[Items from a dataset]

--------------------

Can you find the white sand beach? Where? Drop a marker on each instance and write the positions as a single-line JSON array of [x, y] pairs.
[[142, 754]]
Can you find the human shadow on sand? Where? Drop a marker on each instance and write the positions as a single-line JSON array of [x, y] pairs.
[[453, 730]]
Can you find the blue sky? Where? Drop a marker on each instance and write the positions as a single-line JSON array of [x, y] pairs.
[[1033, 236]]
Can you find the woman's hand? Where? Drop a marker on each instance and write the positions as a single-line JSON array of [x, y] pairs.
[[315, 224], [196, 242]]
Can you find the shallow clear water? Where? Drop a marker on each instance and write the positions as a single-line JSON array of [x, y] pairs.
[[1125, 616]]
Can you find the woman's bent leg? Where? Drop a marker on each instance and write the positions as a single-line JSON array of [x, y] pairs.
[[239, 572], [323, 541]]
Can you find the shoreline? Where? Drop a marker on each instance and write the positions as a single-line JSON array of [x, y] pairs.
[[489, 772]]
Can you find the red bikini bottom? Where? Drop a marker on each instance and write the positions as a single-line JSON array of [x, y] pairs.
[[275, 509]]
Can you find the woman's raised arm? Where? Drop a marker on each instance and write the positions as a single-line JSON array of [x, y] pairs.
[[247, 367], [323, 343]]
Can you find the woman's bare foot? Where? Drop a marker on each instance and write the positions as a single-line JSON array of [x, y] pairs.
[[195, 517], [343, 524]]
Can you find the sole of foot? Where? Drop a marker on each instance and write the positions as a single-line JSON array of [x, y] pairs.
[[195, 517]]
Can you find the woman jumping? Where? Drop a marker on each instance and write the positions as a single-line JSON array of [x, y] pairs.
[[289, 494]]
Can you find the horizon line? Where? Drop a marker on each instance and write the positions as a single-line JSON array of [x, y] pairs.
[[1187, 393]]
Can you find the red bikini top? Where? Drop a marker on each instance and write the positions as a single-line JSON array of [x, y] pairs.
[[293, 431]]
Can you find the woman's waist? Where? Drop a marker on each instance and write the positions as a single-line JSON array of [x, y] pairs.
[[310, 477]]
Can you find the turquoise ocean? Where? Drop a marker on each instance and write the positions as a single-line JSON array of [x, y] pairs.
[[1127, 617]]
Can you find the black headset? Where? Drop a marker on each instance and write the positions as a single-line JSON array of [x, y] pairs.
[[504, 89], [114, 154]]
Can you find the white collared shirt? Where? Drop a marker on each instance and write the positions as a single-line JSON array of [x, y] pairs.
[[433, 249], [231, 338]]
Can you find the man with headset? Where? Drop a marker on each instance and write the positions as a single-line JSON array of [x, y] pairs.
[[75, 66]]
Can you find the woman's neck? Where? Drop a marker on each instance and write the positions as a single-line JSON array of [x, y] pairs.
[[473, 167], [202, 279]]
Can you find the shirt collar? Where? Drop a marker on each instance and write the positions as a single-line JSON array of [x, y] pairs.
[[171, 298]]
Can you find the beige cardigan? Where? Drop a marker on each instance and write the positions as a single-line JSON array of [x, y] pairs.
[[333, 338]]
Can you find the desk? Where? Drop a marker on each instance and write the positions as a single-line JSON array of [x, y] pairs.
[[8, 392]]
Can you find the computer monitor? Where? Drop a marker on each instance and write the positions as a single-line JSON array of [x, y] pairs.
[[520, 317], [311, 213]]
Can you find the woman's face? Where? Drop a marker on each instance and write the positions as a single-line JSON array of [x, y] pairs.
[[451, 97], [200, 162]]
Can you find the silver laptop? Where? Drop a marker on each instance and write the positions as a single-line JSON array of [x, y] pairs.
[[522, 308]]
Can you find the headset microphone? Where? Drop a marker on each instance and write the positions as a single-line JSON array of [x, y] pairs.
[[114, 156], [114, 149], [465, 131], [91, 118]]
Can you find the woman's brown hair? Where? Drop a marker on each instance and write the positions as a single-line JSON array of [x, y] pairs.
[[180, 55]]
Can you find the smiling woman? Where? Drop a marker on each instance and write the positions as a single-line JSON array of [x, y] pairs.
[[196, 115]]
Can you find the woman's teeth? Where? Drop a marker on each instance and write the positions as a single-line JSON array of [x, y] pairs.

--------------------

What to produce — Could you change "Drop a marker" to "Place a point" throughout the material above and leave everything else as it is?

Exercise response —
Can you find the white sand beach? Where? Place a point on each instance and write the positions as a single-line JSON array of [x, y] pairs.
[[142, 754]]
Can you find the human shadow on sand? Where? Place a point on each instance and write the positions as a single-line JSON array of [x, y] pairs.
[[453, 730]]
Can you find the blue sky? Where? Place a point on each instance and write the positions as a single-line JSON array of [x, y] pairs.
[[1033, 236]]
Can you find the woman's hand? Where? Place a point on each instance and write the positions as a single-line JSON array of [x, y] pairs.
[[315, 224], [196, 242]]
Can you find the shallow clear water? Where? Place a point on each instance and write the positions as a single-line JSON array of [x, y] pairs.
[[1125, 616]]
Can you find the woman's bent leg? Where? Place a point on each instance and write the positions as a single-line JSON array of [x, y] pairs.
[[239, 572], [323, 541]]
Can you find the shoreline? Where? Place a point on each instance and write the positions as a single-line JSON array of [x, y] pairs.
[[489, 772]]
Can you find the red bikini bottom? Where? Place a point on each instance and write the positions as a single-line JSON array of [x, y] pairs.
[[275, 509]]
Can you find the woman's raised arm? Where? Place a point on each instance and write the positions as a single-line JSON array of [x, y] pairs.
[[247, 367], [323, 343]]
Can you find the woman's bare foot? Where? Place a point on each instance and write the positions as a single-line JSON array of [x, y] pairs.
[[195, 517], [343, 524]]
Can you find the sole of foot? Where? Place a point on each instance and write the positions as a single-line JSON array of [x, y] pairs.
[[195, 517]]
Can you find the woman jumping? Where? Place a point on each instance and write the positions as a single-line JSON array of [x, y] pairs.
[[289, 494]]
Can you find the horizon line? Where? Place a point on each instance and write the positions as a single-line JSON array of [x, y] pairs.
[[1187, 393]]
Can you find the red bikini top? Where? Place a point on each instance and write the positions as a single-line JSON array of [x, y] pairs.
[[293, 431]]
Can you find the woman's waist? Where? Place a point on each instance and write the positions as a single-line JSON array of [x, y] pairs.
[[310, 477]]
Can you find the turquoise ocean? Where? Place a point on each instance and write the positions as a single-line JSON array of [x, y] pairs.
[[1127, 617]]
Can you find the black headset? Where? Place a point on each instance and write the positions as a single-line JSON array of [x, y] pairs.
[[504, 89], [114, 154]]
Can you find the white collared shirt? Where? Place a point on each instance and write the positions as a single-line JSON array of [x, y] pairs.
[[433, 249], [231, 338]]
Can you find the man with headset? Where? Place a point on each instance and write the positions as a single-line JSON array of [x, y] pairs.
[[75, 66]]
Can you find the woman's neck? Where? Place a point on each instance and write the positions as a single-line JSON array of [x, y] pairs.
[[473, 167], [202, 279]]
Can you find the shirt collar? Where? Place a point on each instance and write the positions as a single-line JSON array of [x, y] pairs.
[[171, 298]]
Can you find the beige cardigan? Where? Place a point on each instance and write the positions as a single-line JSON array of [x, y] pairs.
[[333, 338]]
Can you find the desk? Where? Place a point on each instance and write the positions as a single-line JSON array of [x, y] pairs.
[[8, 392]]
Can you find the computer monitor? Where? Place a point on each instance and write the positions as a single-line JSON array of [x, y] pairs.
[[520, 317], [311, 213]]
Can you find the woman's face? Where? Place a point on each instance and write the positions as a single-line JSON array of [x, y] pairs.
[[451, 97], [200, 162]]
Can you find the silver laptop? Where? Place a point on each instance and write the positions as a single-line JSON array of [x, y] pairs.
[[522, 308]]
Can you find the headset microphone? Where? Place a point on each instance and write the positions as a single-line JSON array of [x, y] pairs.
[[114, 156], [114, 149], [465, 131], [91, 118]]
Can you find the woman's brown hair? Where? Place a point on each instance and write the positions as a single-line JSON array of [x, y] pairs.
[[180, 55]]
Can you find the smiling woman? Where? Place a point on each instance and write the positions as a single-line JSON array of [x, y] pairs.
[[196, 115]]
Can you find the woman's teeth? Where? Place a point on each instance and write the positions as a single-line JSON array of [x, y] pairs.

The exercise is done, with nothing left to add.